• Requirements
Extract every line of the material below that contains the string "segment", treating uppercase and lowercase as distinct.

(Contour labeling entries)
● ● ●

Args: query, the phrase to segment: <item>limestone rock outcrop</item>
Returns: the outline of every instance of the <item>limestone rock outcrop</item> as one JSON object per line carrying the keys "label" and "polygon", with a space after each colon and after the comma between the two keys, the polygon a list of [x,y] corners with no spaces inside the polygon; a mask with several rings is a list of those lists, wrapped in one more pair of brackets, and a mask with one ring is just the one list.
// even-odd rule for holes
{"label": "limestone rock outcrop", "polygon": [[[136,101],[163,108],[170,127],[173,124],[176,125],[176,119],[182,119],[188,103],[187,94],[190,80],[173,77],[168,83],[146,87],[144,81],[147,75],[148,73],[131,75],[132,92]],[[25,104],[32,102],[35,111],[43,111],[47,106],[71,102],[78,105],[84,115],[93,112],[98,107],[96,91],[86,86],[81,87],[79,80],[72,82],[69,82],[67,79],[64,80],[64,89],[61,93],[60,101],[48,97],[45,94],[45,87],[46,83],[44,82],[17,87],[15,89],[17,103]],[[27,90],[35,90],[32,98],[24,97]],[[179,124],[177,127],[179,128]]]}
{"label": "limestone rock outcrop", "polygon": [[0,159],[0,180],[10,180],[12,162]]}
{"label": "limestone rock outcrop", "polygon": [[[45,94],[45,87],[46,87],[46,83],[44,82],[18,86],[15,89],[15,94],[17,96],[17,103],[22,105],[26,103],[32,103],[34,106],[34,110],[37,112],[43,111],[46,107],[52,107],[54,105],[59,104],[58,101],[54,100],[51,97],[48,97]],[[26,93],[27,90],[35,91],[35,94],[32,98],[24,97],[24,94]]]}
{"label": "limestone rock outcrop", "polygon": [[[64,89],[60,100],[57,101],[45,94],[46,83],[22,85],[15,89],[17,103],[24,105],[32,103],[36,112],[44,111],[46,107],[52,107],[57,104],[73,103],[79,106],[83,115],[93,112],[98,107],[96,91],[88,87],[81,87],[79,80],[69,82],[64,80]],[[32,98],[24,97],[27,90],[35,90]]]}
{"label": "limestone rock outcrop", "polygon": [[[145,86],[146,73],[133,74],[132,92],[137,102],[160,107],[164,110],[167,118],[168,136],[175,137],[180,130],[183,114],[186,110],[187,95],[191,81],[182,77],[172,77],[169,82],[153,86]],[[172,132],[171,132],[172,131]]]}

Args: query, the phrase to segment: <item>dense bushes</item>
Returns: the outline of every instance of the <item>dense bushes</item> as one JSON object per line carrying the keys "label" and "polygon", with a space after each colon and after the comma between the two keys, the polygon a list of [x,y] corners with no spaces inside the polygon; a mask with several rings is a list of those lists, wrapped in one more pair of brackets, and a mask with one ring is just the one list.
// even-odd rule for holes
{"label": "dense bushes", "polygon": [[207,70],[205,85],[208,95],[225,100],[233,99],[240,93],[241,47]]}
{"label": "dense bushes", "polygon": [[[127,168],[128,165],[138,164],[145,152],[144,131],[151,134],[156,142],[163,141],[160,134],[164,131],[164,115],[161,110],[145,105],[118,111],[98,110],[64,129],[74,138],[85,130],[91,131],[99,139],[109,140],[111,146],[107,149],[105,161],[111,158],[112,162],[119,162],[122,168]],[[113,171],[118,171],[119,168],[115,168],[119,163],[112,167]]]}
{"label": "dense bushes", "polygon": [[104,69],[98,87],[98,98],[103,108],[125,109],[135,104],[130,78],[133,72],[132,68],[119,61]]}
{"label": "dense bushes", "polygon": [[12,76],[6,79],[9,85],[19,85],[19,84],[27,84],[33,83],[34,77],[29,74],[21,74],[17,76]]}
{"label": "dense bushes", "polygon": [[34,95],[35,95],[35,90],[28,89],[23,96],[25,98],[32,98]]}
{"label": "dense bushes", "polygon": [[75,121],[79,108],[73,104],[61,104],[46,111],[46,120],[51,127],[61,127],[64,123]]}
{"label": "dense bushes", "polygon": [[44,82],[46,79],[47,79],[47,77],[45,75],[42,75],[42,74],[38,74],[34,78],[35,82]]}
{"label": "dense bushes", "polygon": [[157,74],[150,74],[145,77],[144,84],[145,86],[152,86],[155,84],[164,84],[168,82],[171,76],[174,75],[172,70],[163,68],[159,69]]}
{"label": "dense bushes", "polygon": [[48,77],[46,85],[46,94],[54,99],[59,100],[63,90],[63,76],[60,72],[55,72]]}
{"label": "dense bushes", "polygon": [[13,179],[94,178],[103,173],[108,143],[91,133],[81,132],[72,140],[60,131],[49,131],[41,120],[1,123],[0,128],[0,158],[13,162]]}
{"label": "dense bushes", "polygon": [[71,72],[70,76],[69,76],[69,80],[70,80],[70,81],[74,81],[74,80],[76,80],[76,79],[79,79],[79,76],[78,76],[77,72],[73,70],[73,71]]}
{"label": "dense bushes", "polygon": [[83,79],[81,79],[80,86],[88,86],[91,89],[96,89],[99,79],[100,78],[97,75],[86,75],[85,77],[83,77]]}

● ● ●

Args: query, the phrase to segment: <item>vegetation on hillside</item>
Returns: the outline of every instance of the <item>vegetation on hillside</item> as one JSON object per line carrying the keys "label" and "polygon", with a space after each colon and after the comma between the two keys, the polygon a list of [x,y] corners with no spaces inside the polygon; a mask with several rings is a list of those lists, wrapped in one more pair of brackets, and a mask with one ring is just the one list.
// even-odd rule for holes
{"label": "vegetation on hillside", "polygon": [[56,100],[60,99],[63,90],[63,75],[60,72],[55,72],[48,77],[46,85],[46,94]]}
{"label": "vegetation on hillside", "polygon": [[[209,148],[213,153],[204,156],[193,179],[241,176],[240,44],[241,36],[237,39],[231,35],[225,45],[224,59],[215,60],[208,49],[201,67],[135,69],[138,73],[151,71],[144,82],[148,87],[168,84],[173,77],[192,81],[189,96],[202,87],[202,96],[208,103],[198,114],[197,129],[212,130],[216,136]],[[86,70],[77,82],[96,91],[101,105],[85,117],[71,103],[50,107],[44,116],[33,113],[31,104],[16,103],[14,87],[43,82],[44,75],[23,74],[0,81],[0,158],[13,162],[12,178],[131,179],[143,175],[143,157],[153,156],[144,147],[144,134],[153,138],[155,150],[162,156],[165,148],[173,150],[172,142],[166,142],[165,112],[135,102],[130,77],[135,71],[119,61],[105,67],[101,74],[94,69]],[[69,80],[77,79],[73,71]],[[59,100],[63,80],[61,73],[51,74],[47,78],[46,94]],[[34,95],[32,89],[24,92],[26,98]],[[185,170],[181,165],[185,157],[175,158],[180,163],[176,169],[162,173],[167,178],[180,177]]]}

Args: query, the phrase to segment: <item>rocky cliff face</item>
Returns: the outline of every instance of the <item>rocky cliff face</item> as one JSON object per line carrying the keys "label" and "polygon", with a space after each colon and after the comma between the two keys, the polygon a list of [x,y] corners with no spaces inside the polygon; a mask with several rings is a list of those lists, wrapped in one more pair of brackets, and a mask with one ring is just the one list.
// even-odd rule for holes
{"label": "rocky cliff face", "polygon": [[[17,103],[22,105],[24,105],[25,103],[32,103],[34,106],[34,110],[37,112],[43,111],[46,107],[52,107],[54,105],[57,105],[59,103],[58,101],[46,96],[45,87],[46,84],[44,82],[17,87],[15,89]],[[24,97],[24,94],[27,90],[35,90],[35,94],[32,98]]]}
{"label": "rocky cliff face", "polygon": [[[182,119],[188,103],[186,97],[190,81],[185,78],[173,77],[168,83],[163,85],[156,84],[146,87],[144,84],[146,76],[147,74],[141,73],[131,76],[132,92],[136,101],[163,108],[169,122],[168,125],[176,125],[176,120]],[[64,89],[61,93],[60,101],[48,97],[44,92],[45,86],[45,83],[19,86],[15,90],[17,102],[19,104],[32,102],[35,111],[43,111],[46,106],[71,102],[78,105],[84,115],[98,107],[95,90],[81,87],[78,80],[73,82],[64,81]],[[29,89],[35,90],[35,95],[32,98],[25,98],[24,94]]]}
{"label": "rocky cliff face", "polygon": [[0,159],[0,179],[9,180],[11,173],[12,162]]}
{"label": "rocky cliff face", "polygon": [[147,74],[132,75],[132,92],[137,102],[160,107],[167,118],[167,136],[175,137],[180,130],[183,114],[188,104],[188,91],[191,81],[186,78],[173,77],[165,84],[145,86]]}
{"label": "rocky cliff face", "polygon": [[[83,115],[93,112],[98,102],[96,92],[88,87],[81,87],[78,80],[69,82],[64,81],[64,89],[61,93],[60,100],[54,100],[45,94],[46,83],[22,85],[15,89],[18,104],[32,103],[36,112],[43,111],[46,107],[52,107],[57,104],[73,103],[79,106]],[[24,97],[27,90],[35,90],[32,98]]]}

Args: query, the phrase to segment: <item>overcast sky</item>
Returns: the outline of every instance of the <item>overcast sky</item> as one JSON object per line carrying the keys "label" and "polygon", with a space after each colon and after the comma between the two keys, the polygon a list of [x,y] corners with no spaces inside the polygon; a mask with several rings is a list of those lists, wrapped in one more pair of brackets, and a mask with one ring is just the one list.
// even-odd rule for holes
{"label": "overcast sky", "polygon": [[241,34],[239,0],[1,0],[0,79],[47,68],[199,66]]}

● ● ●

• Task solution
Args: query, the phrase to segment: <item>limestone rock outcrop</item>
Args: query, the phrase to segment: <item>dense bushes</item>
Args: query, the phrase to segment: <item>vegetation on hillside</item>
Args: query, the phrase to segment: <item>rocky cliff face</item>
Args: query, the phrase to segment: <item>overcast sky</item>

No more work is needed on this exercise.